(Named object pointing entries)
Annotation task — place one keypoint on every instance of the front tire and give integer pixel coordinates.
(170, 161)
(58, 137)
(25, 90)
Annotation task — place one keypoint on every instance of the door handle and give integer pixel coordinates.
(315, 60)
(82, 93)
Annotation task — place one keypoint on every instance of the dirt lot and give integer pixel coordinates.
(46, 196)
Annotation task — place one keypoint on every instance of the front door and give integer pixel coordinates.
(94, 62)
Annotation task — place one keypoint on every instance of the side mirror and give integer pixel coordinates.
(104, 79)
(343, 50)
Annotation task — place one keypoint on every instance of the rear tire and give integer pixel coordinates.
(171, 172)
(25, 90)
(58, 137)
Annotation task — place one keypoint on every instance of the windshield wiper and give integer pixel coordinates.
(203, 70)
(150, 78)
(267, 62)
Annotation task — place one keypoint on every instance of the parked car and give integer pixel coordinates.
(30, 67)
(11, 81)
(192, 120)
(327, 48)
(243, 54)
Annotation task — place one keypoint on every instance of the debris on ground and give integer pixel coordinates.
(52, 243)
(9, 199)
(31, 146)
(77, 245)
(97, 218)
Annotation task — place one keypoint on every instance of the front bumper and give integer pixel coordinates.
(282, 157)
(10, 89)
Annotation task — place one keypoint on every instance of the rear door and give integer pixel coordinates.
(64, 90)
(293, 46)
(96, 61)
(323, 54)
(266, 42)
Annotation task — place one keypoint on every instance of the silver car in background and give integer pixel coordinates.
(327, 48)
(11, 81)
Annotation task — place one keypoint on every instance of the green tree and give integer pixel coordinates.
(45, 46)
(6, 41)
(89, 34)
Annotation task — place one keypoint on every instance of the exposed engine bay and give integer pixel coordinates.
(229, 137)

__Description of the task__. Using the exact wording, write out all of the records.

__Written response__.
Annotation task — place one keypoint on every instance of the front tire and give integer pixel coordinates.
(170, 161)
(58, 137)
(25, 90)
Annotation task — place one keypoint on every instance of the door handle and give integer pixel coordinates.
(315, 60)
(82, 93)
Annotation task — place one keypoint on every instance of the dirt lot and give integer pixel coordinates.
(46, 196)
Annotation task — place one keypoint on every instance of the front door and give integer pixel coordinates.
(94, 62)
Annotation task — place one keypoint on every instance of the side mirror and give integer pixel coordinates.
(104, 79)
(343, 50)
Annotation task — place one keypoint on every instance of the rear tire and give integer pixel coordinates.
(171, 172)
(25, 90)
(58, 137)
Annotation task — place one keypoint on every instance of the windshield wiper and give integer pixel coordinates.
(203, 70)
(150, 78)
(267, 62)
Annotation task — place one keypoint on every instance of the parked car and give integer pixel coordinates.
(30, 67)
(11, 81)
(192, 120)
(327, 48)
(243, 54)
Annotation task — place one keypoint on every instance of the debris on ground and give integer pixel coordinates.
(52, 243)
(9, 199)
(31, 146)
(77, 245)
(97, 218)
Annotation task — place one keypoint on every instance of the front bumper and give integer pixel coordinates.
(282, 157)
(10, 89)
Annotation task — place one keypoint on every instance of the rear door and give integer pixel coordinates.
(64, 90)
(293, 46)
(96, 61)
(323, 54)
(266, 42)
Annotation task — place one keypoint on every instance of the silver car in background and give integer pixel coordinates.
(327, 48)
(11, 81)
Annotation task — place one keypoint on every instance of the green tree and give integer pixel coordinates.
(45, 46)
(6, 41)
(89, 34)
Annotation task — place one keypoint on every instance of the exposed engine bay and give integer pixel coordinates.
(229, 137)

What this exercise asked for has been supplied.